**Passage shown**.
· · ·

Surviving Monsters
by Psarah Johnson
We are mourning the loss of community activist and self-identified "cripplepunk" Psarah Johnson, who passed away on Friday, April 29, 2022. In memory of Psarah, we are sharing her essay "Surviving Monsters" from New World Coming: Frontline Voices on Pandemics, Uprisings, and Climate Crisis.

Psarah Johnson (center) is joined by fellow New World Coming contributors and editors at Weller Book Works
Halfway through my forty-fourth orbit around the sun, I discovered an alarming truth. I was dismayed to learn that there is no magical point on the timeline when one stops being afraid of silly things. I have to wear socks to the movie theater if I’m seeing a horror film. Otherwise, something will grab me from under the seats. It doesn’t matter how hot it is, I have to sleep with at least a sheet over me knowing this gossamer layer will protect me from the ax blows of a homicidal maniac. I still pole vault into bed to avoid a scalpel-wielding, “undead” toddler severing my Achilles tendon. I avoid the deep end of the pool for fear that a manatee will pull me under, a phobia which remains even after my college biology class taught me that a manatee’s natural habitat is not a chlorinated pool. As for basements, all I have to say is I live in a single floor rambler, and I refuse to go to bed without something heavy wedged against the access panel to the crawl space, which I have never entered.

· · ·

**Entries supplied**.
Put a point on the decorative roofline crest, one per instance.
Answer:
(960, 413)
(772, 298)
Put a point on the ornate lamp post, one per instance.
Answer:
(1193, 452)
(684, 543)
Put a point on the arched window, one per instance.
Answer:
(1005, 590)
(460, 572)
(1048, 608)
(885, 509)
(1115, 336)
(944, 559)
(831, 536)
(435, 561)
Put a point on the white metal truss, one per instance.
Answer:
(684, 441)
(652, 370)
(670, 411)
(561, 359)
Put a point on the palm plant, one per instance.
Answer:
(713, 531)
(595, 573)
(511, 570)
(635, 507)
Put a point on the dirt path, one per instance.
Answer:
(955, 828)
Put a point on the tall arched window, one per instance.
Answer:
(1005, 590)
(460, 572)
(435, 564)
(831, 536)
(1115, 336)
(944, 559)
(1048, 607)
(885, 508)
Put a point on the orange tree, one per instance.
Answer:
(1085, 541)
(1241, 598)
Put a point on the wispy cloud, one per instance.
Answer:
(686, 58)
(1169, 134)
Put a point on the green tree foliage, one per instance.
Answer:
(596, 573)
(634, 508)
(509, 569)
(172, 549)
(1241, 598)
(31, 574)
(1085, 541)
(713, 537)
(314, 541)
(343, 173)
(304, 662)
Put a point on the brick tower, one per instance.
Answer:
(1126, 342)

· · ·

**Work instructions**. Extend the "Surviving Monsters" essay past its final sentence, about the crawl space, keeping the same first-person voice and humor.

**Task answer**.
“In the early months of 2020, I discovered that while one’s childhood fears didn’t necessarily disappear, they could be muted when confronted with a real monster.”
In the early months of 2020, I discovered that while one’s childhood fears didn’t necessarily disappear, they could be muted when confronted with a real monster. As a lifelong immune-compromised and chronically ill human being, I had always known I was at “higher risk.” I didn’t necessarily know exactly what that meant. I was informed one day by an ignorant classmate that I could die of arthritis. Other students reminded me of the “fact” that arthritis was contagious by chanting “leper” and running away if I got too close. Regardless, my mother and rheumatologist reminded me that these children were being a tad hyperbolic. So, dying didn’t seem like a very likely outcome for me. Certainly not as real a threat as the troll that lived in the shower drain and would cut off my toes if I stepped on it. Death, even factoring in my compromised immune system, could be easily avoided. At least such was the case before March of 2020 and the onset of COVID-19. My imaginative childhood fears slowly began to recede as new and very real fears emerged.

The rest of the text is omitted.